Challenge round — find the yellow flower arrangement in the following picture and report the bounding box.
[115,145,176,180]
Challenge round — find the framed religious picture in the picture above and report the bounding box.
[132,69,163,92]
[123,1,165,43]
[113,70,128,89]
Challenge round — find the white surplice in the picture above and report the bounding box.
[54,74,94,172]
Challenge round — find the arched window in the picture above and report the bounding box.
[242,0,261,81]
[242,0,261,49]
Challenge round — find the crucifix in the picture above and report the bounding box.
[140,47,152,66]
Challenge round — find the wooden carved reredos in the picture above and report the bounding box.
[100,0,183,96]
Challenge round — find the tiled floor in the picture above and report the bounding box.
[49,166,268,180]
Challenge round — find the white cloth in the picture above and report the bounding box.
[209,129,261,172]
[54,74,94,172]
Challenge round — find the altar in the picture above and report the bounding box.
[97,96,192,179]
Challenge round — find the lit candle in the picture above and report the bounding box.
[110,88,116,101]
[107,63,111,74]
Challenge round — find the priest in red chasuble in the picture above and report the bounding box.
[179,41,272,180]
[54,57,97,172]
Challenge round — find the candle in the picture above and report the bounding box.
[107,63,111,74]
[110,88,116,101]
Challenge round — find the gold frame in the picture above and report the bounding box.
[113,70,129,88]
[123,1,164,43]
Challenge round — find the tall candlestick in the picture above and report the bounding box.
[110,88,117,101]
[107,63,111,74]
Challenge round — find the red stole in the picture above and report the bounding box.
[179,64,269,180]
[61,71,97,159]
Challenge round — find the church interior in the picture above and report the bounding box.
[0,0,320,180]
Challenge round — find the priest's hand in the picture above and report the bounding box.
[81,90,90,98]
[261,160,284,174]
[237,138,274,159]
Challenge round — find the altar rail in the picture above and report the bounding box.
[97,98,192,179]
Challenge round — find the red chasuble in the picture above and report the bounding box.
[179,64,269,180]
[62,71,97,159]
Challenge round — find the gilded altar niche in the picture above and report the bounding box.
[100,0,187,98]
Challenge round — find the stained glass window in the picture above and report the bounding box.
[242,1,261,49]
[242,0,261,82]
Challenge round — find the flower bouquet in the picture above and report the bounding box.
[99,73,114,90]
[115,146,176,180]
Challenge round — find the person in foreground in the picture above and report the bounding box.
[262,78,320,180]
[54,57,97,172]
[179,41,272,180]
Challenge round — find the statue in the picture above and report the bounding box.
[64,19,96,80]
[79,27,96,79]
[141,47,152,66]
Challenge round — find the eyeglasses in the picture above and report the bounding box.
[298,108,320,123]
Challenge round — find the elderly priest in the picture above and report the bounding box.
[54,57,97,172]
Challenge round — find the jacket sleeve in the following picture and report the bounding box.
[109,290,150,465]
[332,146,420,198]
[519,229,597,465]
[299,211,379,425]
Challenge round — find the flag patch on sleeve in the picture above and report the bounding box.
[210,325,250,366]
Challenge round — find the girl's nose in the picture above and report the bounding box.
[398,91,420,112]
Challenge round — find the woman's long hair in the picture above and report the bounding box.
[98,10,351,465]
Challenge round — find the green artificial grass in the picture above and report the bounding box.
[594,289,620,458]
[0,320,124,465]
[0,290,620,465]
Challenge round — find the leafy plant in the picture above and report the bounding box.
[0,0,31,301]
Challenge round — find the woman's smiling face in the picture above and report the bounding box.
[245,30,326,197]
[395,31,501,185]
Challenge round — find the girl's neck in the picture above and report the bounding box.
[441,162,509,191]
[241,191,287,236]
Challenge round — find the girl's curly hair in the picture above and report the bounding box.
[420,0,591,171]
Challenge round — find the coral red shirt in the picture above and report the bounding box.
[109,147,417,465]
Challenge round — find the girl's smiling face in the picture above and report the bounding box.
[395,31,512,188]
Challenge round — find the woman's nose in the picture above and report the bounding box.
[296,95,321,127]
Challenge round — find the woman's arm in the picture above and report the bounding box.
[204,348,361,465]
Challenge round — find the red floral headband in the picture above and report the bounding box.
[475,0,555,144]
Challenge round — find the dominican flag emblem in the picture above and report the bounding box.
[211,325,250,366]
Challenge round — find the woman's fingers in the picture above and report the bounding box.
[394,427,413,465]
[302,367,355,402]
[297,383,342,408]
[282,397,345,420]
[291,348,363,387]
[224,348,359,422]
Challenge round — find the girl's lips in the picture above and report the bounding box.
_ _ _ _
== CHALLENGE ==
Rewrite all the lines above as a numbered list, skipping any blank lines.

== EXPECTED ANSWER ==
1. Challenge round — find the yellow flower arrangement in the following picture and report the bounding box.
2. [115,145,176,180]
3. Challenge round — find the framed religious picture in the picture above and report the bounding box.
4. [132,69,163,92]
5. [123,1,165,43]
6. [113,70,128,89]
7. Challenge round — find the white surplice in the picture above and report the bounding box.
8. [54,74,94,172]
9. Challenge round — find the arched window in the picture above and report the bounding box.
10. [242,0,261,81]
11. [242,0,261,49]
12. Challenge round — find the crucifix in the picture above and report the bounding box.
13. [140,47,152,66]
14. Challenge round — find the wooden carved reredos in the picture above and report the bounding box.
15. [100,0,183,96]
16. Challenge round — find the tiled floor in the picture above and report the bounding box.
17. [49,166,268,180]
18. Challenge round — find the white cloth in the picture above and report the bounding box.
19. [209,129,261,172]
20. [54,74,94,172]
21. Challenge round — find the altar in the picture above and report the bounding box.
22. [97,96,192,179]
23. Challenge round — find the lit candle in the picture above and report the bounding box.
24. [110,88,116,101]
25. [107,63,111,74]
26. Challenge round — find the priest in red chasuble in the picture above and report the bounding box.
27. [179,41,272,180]
28. [54,57,97,172]
29. Challenge round — find the candle in the picture above and report the bounding box.
30. [107,63,111,74]
31. [110,88,116,101]
32. Challenge round — find the gold frame in the picture above and report the bounding box.
33. [113,70,129,88]
34. [123,1,164,43]
35. Challenge round — find the tall candlestick in the picture above and report the bounding box.
36. [110,88,117,101]
37. [107,63,111,74]
38. Challenge round — find the red stole in the picture above and report the bounding box.
39. [179,64,269,180]
40. [61,71,97,159]
41. Challenge round — find the church interior in the picture above and report the bounding box.
42. [0,0,320,180]
43. Challenge round — find the priest's hand in the picture above and report the bounding box.
44. [81,90,90,98]
45. [261,160,284,174]
46. [237,138,274,159]
47. Challenge round — find the altar rail in the picture above and report the bounding box.
48. [97,98,192,179]
49. Challenge round — find the red chasuble in the picture above and report the bounding box.
50. [179,64,269,180]
51. [62,71,97,159]
52. Challenge round — find the gilded altar niche in the picture above and report the bounding box.
53. [100,0,187,98]
54. Challenge round — find the stained glass window in the picture above and report the bounding box.
55. [242,1,261,49]
56. [242,0,261,82]
57. Challenge round — find the flower bouquet in the picture above and report the bounding box.
58. [99,73,114,90]
59. [115,146,176,180]
60. Challenge round — find the person in foreground in the picture above and report the bounding box.
61. [262,78,320,180]
62. [54,57,97,172]
63. [179,41,272,180]
64. Challenge round — find the statue in the picture above and report the bounding box.
65. [64,19,96,80]
66. [79,27,96,79]
67. [141,47,152,66]
68. Challenge round — find the eyeglasses in the picture above and report the bounding box.
69. [298,108,320,123]
70. Challenge round — find the elderly priest in the picture above and report the bounding box.
71. [54,57,97,172]
72. Challenge round — find the jacket sleeve in the following picture and report the bounding box.
73. [109,290,150,465]
74. [332,146,420,198]
75. [519,229,597,465]
76. [299,211,379,425]
77. Challenge round — find the flag patch on sleeve in the picture above and report the bounding box.
78. [210,325,250,366]
79. Challenge round — find the girl's nose in the picture above and report the bounding box.
80. [398,91,420,112]
81. Challenge round — find the woman's long hair in the picture above and report the bounding box.
82. [98,10,351,465]
83. Challenge round — find the green artificial grass in the picture above and report the bounding box.
84. [594,289,620,458]
85. [0,320,124,465]
86. [0,290,620,465]
87. Challenge round — find the leafy plant in the picture above and report the bounding box.
88. [0,0,31,301]
89. Challenge round — find the woman's smiling face in the picture above and report the bounding box.
90. [245,30,326,197]
91. [395,31,501,185]
92. Challenge round — find the girl's neck in the picture above and report the bounding box.
93. [441,162,509,191]
94. [241,191,287,236]
95. Challenge round — find the girl's curly hair in the picture above and report the bounding box.
96. [420,0,591,171]
97. Challenge round — find the coral red shirt in the picture above and report the bounding box.
98. [109,147,417,465]
99. Challenge round — find the girl's smiling face in the picture above and report the bounding box.
100. [395,31,512,188]
101. Challenge round — find the woman's nose in the picture above and report the bounding box.
102. [296,95,321,127]
103. Challenge round — find the woman's arm in the picture above and report the bounding box.
104. [204,348,361,465]
105. Challenge round — find the red floral headband in the picture above and report the bounding box.
106. [475,0,555,144]
107. Challenge round — find the dominican flag emblem in the picture above and report the bounding box.
108. [211,325,250,366]
109. Challenge round — find the woman's fingers in the picture above and report the bounding box.
110. [394,427,413,465]
111. [302,367,355,402]
112. [297,383,342,408]
113. [282,397,345,420]
114. [291,348,363,387]
115. [224,348,359,422]
116. Challenge round — find the girl's lips in the picture above and report the bounding box.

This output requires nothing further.